**WHAT IS NEEDED:** Copy out the rows below, starting at the line containing "Point to every instance of the open" and running through the end of the rows, inclusive. Leave the pictures out of your answer.

* BEGIN INFORMATION SUPPLIED *

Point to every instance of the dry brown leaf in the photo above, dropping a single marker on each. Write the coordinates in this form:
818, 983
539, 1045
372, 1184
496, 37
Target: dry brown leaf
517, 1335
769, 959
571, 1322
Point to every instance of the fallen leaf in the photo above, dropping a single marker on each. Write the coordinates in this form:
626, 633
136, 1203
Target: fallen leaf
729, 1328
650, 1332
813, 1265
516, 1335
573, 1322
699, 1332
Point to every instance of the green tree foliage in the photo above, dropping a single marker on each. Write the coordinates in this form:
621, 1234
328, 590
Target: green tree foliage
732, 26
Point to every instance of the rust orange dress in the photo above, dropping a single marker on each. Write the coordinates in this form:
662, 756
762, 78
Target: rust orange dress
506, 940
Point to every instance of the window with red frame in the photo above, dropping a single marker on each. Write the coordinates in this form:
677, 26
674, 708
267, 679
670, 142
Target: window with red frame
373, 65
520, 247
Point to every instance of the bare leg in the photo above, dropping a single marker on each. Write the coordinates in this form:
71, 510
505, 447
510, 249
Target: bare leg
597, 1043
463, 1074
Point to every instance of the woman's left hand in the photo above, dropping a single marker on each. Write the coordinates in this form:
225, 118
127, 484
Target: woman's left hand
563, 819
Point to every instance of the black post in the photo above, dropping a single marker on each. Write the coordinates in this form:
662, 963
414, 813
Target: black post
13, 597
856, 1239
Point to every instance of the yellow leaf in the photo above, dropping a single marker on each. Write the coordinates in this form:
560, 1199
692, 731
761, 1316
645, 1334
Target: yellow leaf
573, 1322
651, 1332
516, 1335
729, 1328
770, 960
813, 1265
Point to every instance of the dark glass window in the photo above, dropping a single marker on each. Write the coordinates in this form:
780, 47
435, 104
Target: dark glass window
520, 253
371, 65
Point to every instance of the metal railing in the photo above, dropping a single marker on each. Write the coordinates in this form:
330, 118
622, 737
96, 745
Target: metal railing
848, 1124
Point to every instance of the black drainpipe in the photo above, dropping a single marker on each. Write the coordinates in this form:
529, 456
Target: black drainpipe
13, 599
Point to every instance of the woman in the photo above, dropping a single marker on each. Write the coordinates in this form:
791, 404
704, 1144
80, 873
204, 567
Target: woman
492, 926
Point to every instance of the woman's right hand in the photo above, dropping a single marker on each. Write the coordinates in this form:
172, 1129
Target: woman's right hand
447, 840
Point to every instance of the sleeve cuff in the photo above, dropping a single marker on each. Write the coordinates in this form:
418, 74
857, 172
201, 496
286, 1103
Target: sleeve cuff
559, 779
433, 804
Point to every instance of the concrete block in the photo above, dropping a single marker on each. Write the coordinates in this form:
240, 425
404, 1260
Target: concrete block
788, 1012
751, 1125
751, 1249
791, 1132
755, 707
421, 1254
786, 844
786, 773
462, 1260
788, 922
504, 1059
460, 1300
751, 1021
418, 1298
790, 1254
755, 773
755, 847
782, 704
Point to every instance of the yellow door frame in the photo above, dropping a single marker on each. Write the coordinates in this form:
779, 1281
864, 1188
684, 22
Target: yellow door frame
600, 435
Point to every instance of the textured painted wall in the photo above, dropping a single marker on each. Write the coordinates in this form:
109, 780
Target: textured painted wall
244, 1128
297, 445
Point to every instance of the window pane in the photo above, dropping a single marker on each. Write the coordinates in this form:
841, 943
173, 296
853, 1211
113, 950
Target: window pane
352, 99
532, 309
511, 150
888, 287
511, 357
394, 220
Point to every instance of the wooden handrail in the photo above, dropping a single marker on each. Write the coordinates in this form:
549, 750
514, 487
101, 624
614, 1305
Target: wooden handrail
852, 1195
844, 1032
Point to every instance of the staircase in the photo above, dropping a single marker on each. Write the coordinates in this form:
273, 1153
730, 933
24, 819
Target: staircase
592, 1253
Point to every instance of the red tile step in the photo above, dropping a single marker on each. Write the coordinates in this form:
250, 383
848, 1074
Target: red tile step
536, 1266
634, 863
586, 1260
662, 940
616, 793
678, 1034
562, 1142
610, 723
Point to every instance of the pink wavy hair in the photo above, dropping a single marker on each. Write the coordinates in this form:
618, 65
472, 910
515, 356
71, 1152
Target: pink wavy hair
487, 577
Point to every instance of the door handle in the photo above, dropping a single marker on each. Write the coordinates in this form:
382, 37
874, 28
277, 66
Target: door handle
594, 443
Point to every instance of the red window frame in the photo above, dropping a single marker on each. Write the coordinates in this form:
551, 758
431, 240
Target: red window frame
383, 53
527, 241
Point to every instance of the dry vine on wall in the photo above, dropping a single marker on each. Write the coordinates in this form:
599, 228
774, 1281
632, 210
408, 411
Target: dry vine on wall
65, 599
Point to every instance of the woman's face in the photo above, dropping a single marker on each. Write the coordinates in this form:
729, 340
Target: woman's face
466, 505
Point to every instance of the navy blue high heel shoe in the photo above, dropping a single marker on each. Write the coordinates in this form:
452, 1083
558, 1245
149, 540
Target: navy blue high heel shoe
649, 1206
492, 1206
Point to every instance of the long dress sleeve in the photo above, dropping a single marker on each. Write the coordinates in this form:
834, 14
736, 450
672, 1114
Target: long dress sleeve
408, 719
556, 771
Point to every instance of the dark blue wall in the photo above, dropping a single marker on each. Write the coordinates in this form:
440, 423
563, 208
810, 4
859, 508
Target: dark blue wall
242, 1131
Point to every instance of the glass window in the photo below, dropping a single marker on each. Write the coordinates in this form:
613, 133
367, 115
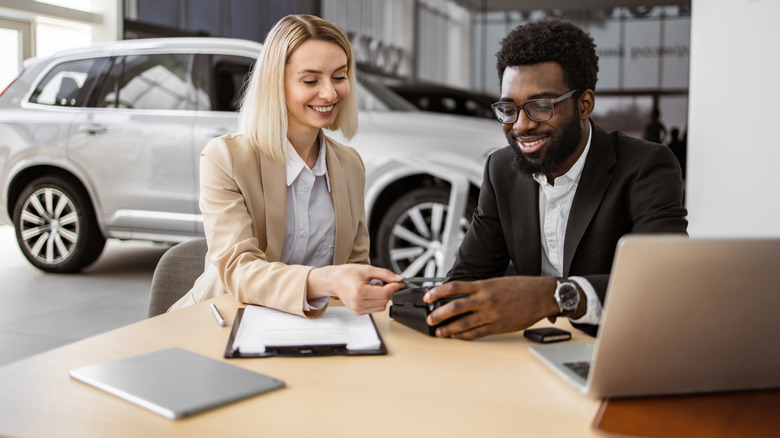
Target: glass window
69, 83
159, 82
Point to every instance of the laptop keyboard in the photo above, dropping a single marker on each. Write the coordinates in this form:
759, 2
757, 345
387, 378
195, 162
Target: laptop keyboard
579, 368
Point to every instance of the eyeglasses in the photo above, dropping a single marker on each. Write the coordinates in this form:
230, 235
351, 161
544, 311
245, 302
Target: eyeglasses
538, 110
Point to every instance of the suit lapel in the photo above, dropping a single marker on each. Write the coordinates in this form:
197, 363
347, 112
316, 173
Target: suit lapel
593, 184
523, 199
338, 187
274, 179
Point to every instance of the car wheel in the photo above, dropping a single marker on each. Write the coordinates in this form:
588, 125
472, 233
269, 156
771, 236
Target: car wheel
56, 226
409, 237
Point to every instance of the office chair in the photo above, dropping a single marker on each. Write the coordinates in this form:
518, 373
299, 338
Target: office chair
175, 274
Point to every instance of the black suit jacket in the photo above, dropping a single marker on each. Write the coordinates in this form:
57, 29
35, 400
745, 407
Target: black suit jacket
627, 185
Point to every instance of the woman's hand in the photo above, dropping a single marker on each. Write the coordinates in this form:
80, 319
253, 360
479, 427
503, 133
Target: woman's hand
351, 283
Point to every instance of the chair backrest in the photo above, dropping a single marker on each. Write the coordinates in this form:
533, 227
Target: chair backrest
175, 274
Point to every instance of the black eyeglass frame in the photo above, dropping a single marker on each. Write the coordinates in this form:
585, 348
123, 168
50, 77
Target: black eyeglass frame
552, 103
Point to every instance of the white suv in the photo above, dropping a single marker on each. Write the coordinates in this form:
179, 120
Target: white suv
103, 142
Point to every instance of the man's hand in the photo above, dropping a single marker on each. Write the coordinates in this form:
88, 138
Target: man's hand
497, 305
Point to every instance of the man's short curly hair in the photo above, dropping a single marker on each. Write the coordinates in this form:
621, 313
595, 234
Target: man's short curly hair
552, 40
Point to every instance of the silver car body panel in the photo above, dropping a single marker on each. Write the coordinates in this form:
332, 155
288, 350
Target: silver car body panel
140, 167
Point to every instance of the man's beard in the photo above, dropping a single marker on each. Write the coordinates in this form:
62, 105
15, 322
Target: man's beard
558, 149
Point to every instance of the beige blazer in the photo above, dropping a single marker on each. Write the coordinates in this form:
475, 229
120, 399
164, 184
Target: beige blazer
243, 199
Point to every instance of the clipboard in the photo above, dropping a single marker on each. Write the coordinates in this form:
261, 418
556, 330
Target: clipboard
301, 348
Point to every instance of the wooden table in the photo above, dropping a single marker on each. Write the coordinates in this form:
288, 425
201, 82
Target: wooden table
425, 387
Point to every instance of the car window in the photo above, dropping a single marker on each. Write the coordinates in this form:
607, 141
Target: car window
158, 82
220, 82
373, 96
69, 83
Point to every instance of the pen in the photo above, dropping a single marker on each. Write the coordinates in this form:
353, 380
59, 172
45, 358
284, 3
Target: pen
217, 316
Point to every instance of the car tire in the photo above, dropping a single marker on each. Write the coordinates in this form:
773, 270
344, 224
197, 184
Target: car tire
408, 238
56, 227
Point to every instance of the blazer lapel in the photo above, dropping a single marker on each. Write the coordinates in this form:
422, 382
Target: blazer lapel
593, 184
523, 199
338, 187
274, 179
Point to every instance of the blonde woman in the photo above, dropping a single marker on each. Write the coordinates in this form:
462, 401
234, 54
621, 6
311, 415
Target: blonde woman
282, 203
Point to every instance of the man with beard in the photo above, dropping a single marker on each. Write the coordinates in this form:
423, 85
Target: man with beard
557, 199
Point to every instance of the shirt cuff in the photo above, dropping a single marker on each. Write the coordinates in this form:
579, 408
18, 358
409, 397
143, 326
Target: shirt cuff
593, 314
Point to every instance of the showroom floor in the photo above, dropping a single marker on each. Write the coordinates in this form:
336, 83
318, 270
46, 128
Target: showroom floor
40, 311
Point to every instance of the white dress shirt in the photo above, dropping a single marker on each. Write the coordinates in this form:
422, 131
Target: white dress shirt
554, 209
310, 232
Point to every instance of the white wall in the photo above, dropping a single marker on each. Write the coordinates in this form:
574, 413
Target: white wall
734, 119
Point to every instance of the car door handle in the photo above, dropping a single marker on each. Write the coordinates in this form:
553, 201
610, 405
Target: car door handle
93, 129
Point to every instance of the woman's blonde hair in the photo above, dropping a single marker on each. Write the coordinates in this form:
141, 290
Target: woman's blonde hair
263, 116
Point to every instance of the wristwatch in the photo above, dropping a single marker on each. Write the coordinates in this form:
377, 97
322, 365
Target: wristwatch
567, 296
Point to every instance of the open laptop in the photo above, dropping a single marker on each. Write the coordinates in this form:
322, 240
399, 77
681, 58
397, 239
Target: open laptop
681, 316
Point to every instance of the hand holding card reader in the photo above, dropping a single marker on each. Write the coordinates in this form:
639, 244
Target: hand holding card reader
409, 309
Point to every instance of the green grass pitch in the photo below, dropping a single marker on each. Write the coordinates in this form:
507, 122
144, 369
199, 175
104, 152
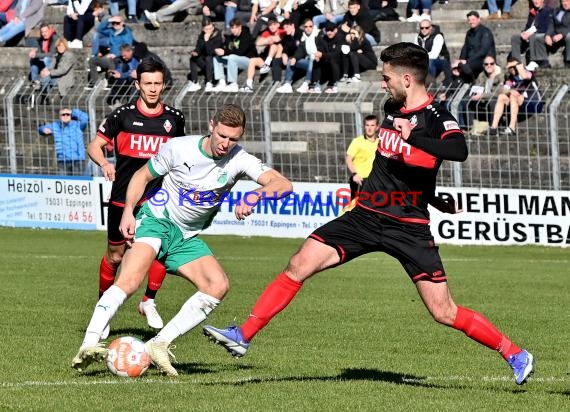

* END INFORMATION SUPPLIED *

**SOLVED PROBLEM:**
Point to every instance of the open laptop in the photo above, dropping a single marker on each. Write the coordinates in this form:
322, 240
399, 77
681, 58
397, 239
Target: open laptop
681, 316
Point to every instance of the hand holding card reader in the photo above, dropping a single marker on each. Write the coordinates in this form:
639, 244
Target: hand holding card reader
409, 309
Point to every instance of the green grass pitch in the photo below, dropping a single marker on each. Write the coordinates in this form:
507, 122
144, 369
199, 175
104, 152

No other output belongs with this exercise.